--- Start Information given ---
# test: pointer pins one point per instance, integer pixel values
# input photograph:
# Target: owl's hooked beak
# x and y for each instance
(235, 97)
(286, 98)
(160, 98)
--- End Information given ---
> **Task statement**: Please reproduce the entire listing, exactly as shown.

> **Solution for this exercise**:
# test: pointer pins one point per instance, integer pixel values
# input photograph:
# Target: owl's hooked beak
# x and y for each instance
(235, 97)
(286, 98)
(160, 98)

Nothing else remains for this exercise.